### Exercise directions
Retype each record shown below, leaving every character as it is.

# start of Material for this task

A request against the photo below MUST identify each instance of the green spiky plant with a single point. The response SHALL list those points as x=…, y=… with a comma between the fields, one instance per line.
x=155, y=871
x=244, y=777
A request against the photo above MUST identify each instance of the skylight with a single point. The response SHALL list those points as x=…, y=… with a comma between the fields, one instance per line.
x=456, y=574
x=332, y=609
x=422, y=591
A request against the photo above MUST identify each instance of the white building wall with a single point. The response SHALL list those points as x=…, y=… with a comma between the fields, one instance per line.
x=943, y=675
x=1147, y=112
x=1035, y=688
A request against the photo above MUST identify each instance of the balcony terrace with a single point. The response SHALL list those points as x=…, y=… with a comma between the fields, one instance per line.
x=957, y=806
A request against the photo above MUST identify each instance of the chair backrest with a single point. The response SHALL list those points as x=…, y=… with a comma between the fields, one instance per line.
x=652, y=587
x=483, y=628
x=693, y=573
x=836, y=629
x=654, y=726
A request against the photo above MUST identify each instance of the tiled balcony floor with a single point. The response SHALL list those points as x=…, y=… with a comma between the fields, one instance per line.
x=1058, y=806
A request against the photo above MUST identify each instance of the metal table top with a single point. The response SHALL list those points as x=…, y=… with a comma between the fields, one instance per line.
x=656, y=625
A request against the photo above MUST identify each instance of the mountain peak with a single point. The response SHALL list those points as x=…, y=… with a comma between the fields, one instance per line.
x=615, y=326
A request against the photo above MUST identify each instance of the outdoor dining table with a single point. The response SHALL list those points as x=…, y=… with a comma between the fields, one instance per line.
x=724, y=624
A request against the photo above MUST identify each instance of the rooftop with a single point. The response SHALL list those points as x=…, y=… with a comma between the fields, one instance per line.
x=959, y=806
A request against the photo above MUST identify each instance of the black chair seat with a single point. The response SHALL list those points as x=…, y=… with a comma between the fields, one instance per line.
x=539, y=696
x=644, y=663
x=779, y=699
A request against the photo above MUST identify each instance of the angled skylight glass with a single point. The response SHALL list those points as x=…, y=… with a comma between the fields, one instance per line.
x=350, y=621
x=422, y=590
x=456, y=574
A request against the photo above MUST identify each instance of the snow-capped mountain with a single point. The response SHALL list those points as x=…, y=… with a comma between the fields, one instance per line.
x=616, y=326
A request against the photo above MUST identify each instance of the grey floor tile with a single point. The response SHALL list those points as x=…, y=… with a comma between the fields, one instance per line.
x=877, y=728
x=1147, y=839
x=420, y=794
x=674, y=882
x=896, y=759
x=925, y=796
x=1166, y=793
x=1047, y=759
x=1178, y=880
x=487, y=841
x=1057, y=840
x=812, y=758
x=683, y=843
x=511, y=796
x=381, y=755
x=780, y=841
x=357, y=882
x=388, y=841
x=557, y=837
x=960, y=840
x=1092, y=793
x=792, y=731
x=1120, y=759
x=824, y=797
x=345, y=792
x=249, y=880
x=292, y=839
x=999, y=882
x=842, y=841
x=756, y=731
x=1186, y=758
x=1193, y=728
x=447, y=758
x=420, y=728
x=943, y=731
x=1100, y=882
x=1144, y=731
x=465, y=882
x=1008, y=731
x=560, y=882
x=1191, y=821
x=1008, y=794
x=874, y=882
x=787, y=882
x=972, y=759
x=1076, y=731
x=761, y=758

# end of Material for this task

### Final result
A request against the photo below MUST identify each instance of the green spiky plant with a single point. The response SHALL list those points as x=…, y=… with a comma between the fields, one instance per line.
x=155, y=871
x=244, y=777
A request against the photo above MUST identify each instance of the skylight with a single point. The response SHALL list those points as x=…, y=… with a comma between the fields, one instance per line.
x=456, y=574
x=332, y=609
x=422, y=591
A request against the photo above MUST identify each instance of the white building wall with a single point. The response SHALL list those points as x=…, y=… with a comma between the fields, one instance per line.
x=943, y=675
x=1147, y=112
x=1035, y=688
A request against the photo above MUST identify each instance of the balcony terrace with a single point. The response SHALL list those points as x=…, y=… with a comma between the fields, one instance per line.
x=957, y=806
A request against the photo above MUST identify each instance of the chair backrest with a single point. The response SHALL list those points as x=…, y=… with a comma between the fields, one instance per line.
x=652, y=587
x=483, y=628
x=693, y=573
x=836, y=629
x=654, y=726
A request against the photo above MUST identify each instance of the tiled balcony floor with a single point. The response SHALL list those points as x=…, y=… with a comma between the fields, one instance per line.
x=1058, y=806
A request against the photo above MUST identify each instance of the metal table top with a single point. The response SHALL list those points as x=…, y=… with a comma between the fields, one instance per line.
x=656, y=625
A request against the photo above MUST identify each instance of the mountain peak with a single point. The response SHALL list those points as x=…, y=… with a comma between the fields, one instance per line.
x=615, y=326
A request against the photo above MUST identify each instance of the outdoor dining table with a single point. The response SHALL list those points as x=…, y=… with a comma between the fields, one instance per line.
x=724, y=624
A request against the photo above MUST identify each instance of the rooftop with a single point. The response SHALL list those points as x=…, y=… with a comma between the fields, one instance per line.
x=959, y=806
A request against the photo above MUST identify each instance of the black chair seat with a single point. The response SHALL list those points as x=…, y=… with a comma between the fields, one instance per line.
x=539, y=696
x=644, y=663
x=779, y=699
A request against the photo above MUST identify each instance of the angled skylight glass with a single point. The response SHALL list those points as x=…, y=… with a comma between the fields, one instance per line.
x=350, y=621
x=422, y=590
x=456, y=574
A request against the photo above MUST identify each instance of the snow-capped mountain with a single point. The response SHALL list those points as x=…, y=… with a comma between the fields, one instance per line.
x=616, y=326
A request against the photo above MUST identify each instance of the grey floor tile with a single point. The response SHALL list those points as x=…, y=… with a comma between the fields, one instance per line.
x=877, y=728
x=1147, y=839
x=420, y=794
x=674, y=882
x=896, y=759
x=925, y=796
x=1166, y=793
x=1047, y=759
x=1178, y=880
x=487, y=841
x=1057, y=840
x=812, y=758
x=683, y=843
x=511, y=796
x=381, y=755
x=780, y=841
x=357, y=882
x=388, y=841
x=557, y=837
x=960, y=840
x=1092, y=793
x=792, y=731
x=1120, y=759
x=824, y=797
x=345, y=792
x=249, y=880
x=292, y=839
x=999, y=882
x=842, y=841
x=756, y=731
x=1186, y=758
x=1193, y=728
x=447, y=758
x=420, y=728
x=943, y=731
x=1100, y=882
x=1144, y=731
x=465, y=882
x=1008, y=731
x=560, y=882
x=1191, y=821
x=1008, y=794
x=874, y=882
x=787, y=882
x=972, y=759
x=1076, y=731
x=761, y=758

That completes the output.